-- start of Entries provided --

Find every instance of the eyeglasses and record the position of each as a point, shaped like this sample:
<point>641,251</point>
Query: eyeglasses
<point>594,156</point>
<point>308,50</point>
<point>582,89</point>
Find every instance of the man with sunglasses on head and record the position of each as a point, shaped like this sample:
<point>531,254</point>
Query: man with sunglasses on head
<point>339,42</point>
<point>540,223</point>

-- end of Entries provided --

-- What the task asks --
Restate each of the entries above verbatim.

-- Written response --
Find every instance of the eyeglasses and record the position of each as a point, shaped like this sample:
<point>641,251</point>
Query: eyeglasses
<point>594,156</point>
<point>308,50</point>
<point>582,89</point>
Find every instance of the man with sunglasses on head and record the position of each as a point, shaped like this sample:
<point>531,254</point>
Query: man with sunglasses on head
<point>339,42</point>
<point>540,223</point>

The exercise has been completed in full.